Water surface direct below the sensor should be clean of vegetation, rocks, sand
deposition or other obstacles that could affect measurement.
Surface velocity radar beam will cover an elliptical area on the water surface.
The radar reports average surface velocity of the covered area and instrument uses
complex Kalman filters with physical modelling of the water flow to give stable
measurements even under turbulent conditions. However even the moderate waviness of
the water surface will improve the measurement, if the water flow is strongly turbulent,
fluctuations in measured data could be expected as well as somewhat reduced
measurement accuracy. If strongly turbulent flow can be expected at monitoring site,
then the filter length of the radar should be configured to 120 or more.
4.2. Measurement quality indicator
Geolux RSS-2-300W instrument is constantly calculating various parameters of the
signal in the signal processing algorithms and will continuously with measurement data
report also measurement quality. Quality indicator value is in range from 0 (the best
quality) to 3 (the worst quality) and can be used to interpret data in the analysis
software with better understanding and confidence.

Excerpted records:

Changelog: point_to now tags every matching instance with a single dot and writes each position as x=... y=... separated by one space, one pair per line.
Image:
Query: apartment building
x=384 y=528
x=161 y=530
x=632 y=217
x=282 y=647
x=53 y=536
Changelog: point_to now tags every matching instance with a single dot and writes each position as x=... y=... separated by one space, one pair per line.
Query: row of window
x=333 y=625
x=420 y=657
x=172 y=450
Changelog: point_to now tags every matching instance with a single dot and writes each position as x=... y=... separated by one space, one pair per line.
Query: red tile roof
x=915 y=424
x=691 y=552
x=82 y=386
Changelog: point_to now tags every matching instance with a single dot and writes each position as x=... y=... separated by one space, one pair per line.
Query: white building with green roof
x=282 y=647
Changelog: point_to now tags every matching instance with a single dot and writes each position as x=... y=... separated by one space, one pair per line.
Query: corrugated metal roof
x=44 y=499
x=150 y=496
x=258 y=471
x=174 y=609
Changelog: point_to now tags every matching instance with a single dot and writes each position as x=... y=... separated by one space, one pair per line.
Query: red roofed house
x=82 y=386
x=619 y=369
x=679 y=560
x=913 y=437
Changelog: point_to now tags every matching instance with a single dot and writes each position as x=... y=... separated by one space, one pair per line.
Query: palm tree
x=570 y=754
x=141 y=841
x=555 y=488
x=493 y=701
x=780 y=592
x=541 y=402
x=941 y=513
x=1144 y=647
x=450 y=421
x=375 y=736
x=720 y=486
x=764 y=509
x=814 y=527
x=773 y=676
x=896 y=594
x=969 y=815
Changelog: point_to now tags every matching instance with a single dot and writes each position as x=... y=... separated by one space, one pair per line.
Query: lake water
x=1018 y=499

...

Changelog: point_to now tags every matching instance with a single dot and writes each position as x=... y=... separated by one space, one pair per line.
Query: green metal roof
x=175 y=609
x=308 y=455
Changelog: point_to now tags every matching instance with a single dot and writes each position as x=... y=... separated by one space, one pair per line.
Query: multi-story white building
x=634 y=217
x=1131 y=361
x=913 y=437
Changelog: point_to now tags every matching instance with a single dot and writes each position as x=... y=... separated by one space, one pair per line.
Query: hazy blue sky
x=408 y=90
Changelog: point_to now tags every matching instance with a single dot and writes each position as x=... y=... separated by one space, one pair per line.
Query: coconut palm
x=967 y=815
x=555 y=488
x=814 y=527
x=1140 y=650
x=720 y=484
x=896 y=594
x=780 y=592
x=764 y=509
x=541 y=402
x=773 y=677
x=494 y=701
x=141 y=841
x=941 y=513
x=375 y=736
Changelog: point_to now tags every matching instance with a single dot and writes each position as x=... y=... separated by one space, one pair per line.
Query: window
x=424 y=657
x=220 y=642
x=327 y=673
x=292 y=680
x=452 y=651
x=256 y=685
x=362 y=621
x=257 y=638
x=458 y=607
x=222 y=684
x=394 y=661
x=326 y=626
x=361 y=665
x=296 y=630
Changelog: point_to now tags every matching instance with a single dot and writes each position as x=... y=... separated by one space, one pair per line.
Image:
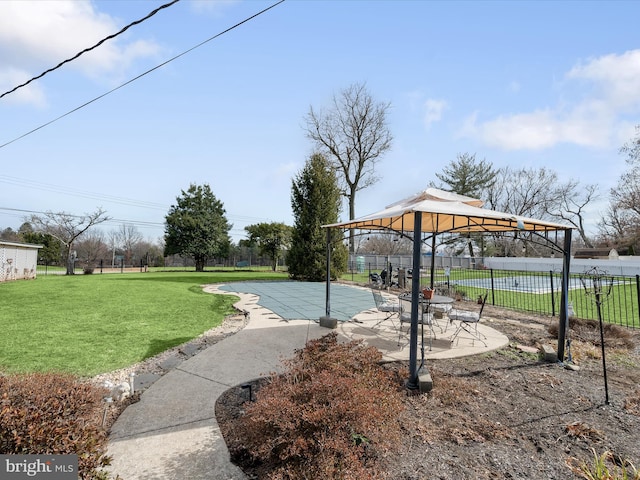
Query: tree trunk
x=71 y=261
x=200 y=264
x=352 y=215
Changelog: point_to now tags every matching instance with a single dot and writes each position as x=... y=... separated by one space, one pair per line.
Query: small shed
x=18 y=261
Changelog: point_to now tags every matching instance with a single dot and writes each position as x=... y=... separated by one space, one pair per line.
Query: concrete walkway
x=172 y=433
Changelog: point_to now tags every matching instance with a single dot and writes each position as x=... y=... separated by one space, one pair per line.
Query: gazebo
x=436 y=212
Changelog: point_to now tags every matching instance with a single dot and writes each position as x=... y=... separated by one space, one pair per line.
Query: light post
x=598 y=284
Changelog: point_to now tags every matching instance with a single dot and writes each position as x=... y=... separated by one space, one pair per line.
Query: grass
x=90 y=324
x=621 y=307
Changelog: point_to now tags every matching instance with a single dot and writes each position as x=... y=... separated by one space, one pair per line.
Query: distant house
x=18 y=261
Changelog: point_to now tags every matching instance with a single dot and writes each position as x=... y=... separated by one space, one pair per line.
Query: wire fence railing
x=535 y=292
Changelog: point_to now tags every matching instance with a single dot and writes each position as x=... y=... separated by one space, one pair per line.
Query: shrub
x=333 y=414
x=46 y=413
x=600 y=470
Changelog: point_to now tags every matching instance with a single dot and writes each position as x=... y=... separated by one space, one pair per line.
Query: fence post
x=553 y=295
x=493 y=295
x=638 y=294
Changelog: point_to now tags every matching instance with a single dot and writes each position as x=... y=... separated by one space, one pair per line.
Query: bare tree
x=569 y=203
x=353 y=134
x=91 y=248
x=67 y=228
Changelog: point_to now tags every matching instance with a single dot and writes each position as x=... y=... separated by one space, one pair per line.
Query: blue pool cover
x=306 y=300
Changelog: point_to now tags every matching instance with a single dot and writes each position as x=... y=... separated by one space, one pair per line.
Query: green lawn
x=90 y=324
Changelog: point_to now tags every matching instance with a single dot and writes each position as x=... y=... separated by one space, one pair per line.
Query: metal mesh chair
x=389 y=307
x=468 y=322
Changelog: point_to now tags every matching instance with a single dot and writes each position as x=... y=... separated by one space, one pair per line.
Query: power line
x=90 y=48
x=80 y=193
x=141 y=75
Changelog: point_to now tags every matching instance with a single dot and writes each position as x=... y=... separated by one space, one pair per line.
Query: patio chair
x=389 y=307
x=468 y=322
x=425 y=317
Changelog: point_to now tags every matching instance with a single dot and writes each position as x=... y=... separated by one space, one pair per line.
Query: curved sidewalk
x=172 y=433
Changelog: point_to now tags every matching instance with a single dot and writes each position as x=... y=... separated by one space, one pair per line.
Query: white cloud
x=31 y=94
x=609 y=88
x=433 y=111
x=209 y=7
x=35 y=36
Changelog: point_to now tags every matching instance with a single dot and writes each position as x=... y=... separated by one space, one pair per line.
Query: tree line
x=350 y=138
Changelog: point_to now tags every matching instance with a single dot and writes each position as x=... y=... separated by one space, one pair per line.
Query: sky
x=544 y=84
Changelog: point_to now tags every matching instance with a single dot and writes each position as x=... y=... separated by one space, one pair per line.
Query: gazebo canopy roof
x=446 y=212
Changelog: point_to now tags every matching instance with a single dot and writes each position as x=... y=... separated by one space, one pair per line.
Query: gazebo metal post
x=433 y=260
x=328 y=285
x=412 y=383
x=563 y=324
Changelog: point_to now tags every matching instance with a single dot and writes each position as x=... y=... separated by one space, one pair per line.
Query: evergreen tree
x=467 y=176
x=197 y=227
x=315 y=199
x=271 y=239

Aim of the task: In the radar passage, turn the paragraph beginning "Geolux RSS-2-300W instrument is constantly calculating" into a short bulleted list that keeps its main facts.

The completed task:
- The Geolux RSS-2-300W constantly calculates signal parameters in its signal processing algorithms.
- It continuously reports measurement quality along with the measurement data.
- The quality indicator ranges from 0 (best quality) to 3 (worst quality).
- Analysis software can use this value to interpret the data with better understanding and confidence.